_Document extract_
★ ★ ★ ★

Tips to Live By

Cancer & COVID-19: 3 Things Our Cancer Experts Want You to Know

May 5, 2020 - Katie McCallum

As the restrictions put in place to prevent the spread of COVID-19 begin to ease, you may be wondering what this means for safety — especially if you or a loved one has cancer and is more vulnerable to a severe case of the illness.

"Anyone can get COVID-19, but having cancer and receiving some types of cancer treatment can put a person at higher risk for developing complications from infection with the new coronavirus," says Dr. Jenny Chang, director of Houston Methodist Cancer Center.

This means that, even as our communities begin to reopen, cancer patients, as well as caregivers of cancer patients, should continue to take precautions to protect themselves from COVID-19.

Here's what the oncology team at Houston Methodist Cancer Center wants you to know about COVID-19.

Some people are at higher risk than others

"Some types of cancer affect the immune system by either changing the way immune cells work or damaging natural barriers that prevent infection," says Dr. Jorge Darcourt, medical oncologist at Houston Methodist Cancer Center. "In addition, several of the ways in which cancer is treated can suppress or weaken the immune system."

The cancer patients most at risk for developing complications from COVID-19 include those who:

  • Are over the age of 60
  • Have a type of cancer that affects the immune system, including leukemia, lymphoma and multiple myeloma
  • Have an additional chronic health condition, such as lung disease, heart disease, moderate-to-severe asthma or diabetes
  • Are currently receiving or have recently received a cancer treatment that suppresses the immune system
  • Live in a nursing home or long-term care community


Different cancer treatments affect the immune system in different ways, as well as for varying periods of time. For instance, chemotherapy, radiation therapy and immunotherapy can have short-term consequences on the function of your immune system, while surgery and bone marrow or stem cell transplants can have longer-lasting impacts.

★ ★ ★ ★

_Natural-language object grounding data_

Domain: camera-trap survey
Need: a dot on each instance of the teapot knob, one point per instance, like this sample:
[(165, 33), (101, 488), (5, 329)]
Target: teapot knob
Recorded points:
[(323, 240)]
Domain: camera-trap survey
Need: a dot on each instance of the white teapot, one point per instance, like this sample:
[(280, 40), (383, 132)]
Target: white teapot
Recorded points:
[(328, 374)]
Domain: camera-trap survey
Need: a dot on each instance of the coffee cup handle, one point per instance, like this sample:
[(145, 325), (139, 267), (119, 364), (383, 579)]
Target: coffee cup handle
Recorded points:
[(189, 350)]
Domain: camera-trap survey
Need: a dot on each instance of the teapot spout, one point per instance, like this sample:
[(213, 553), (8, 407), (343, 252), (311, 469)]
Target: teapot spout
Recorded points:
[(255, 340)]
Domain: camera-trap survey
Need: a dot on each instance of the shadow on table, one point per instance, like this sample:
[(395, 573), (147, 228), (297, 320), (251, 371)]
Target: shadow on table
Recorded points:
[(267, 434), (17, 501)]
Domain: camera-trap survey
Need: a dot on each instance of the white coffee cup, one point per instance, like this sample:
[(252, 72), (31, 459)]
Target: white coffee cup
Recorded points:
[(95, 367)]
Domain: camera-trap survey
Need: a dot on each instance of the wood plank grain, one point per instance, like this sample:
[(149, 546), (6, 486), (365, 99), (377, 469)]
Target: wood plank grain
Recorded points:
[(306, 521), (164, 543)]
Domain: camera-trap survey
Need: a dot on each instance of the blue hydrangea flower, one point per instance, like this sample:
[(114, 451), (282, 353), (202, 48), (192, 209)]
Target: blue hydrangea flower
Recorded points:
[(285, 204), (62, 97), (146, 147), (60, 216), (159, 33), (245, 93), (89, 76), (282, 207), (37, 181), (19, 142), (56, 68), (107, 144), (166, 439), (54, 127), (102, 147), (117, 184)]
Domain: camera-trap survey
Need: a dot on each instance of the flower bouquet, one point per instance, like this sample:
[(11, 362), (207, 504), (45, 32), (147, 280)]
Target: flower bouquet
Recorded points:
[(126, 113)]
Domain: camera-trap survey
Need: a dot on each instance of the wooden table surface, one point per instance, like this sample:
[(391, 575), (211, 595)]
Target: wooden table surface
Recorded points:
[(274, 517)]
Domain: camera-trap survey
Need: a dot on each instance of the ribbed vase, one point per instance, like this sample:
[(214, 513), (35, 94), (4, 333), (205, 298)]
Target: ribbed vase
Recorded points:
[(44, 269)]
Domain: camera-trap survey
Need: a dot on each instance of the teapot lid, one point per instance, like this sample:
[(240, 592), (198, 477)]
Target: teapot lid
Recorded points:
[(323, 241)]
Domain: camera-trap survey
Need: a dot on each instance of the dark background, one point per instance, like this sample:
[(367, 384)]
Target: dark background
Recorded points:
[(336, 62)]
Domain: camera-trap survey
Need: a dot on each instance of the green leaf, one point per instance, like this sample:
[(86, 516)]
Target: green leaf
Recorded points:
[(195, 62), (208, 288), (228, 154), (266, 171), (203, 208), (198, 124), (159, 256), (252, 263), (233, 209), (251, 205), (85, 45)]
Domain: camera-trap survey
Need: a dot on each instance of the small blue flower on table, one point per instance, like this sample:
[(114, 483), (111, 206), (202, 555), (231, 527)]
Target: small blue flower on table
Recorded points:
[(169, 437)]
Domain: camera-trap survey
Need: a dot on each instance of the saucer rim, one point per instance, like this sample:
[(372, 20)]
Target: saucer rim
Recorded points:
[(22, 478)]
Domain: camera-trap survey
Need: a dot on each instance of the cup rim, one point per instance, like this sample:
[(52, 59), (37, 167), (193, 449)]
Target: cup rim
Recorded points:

★ ★ ★ ★

_What you need to do_
a – In the article on cancer and COVID-19, who is named as director of Houston Methodist Cancer Center?
b – List every chronic health condition the article on cancer and COVID-19 gives as an example of an added risk.
c – Resume the article on cancer and COVID-19 from the point where it stops.

_Task responses_
a – Dr. Jenny Chang

b – Lung disease, heart disease, moderate-to-severe asthma, diabetes

c –
If you're a cancer survivor and you haven't been treated for cancer in some time, it's likely that your immune function has recovered. However, everyone is different.

How to protect yourself from COVID-19

Since having cancer and receiving cancer treatment can put you at a greater risk for becoming seriously ill, it's especially important for cancer patients, survivors and caregivers to take steps to protect themselves, or their loved ones, from getting COVID-19, including:

  • Practicing excellent hand hygiene regularly
  • Avoiding touching your eyes, nose and mouth
  • Practicing social distancing, including staying home as much as possible, keeping six feet between yourself and others and wearing a cloth mask when in public
  • Avoiding and distancing yourself from people who are sick
  • Cleaning and disinfecting commonly touched surfaces around your home and avoiding high-touch surfaces when in public
  • Avoiding travel


"You may also want to consider talking to your care team about whether your specific condition or lifestyle factors warrant additional precautions," Dr. Chang adds.

Lastly, it's important to know the symptoms of COVID-19, as well as what to do if you think you have COVID-19, so you can ensure you're prepared and ready in the event you do get sick.

Your cancer care team is taking steps to protect you, too

At Houston Methodist Cancer Center, your safety is our top priority. As soon as the number of COVID-19 cases began to rise in the Houston area, our experts began evaluating which cancer surgeries and procedures could be postponed. We also transitioned many in-person appointments to virtual video visits.

"To protect our patients, as well as do our part to conserve personal protective equipment and maximize operating room and ICU capacity, we leveraged our robust tumor board to triage essentially every patient," explains Dr. Nestor Esnaola, surgical oncologist and surgical director of Houston Methodist Cancer Center.

Tumor boards are meetings where cancer specialists from multiple disciplines collaborate to determine the best treatment plan for each patient.

"By discussing and examining each case as a team, we identified which surgical cases were urgent and which could be safely delayed (either without treatment or with preoperative chemotherapy and/or radiation) until we understood more about the trajectory of the outbreak," explains Dr. Esnaola.

Now, as coronavirus cases plateau in Houston and our COVID-19 patient population has stabilized, we're confident that it's safe to resume all medically necessary cancer surgeries and procedures.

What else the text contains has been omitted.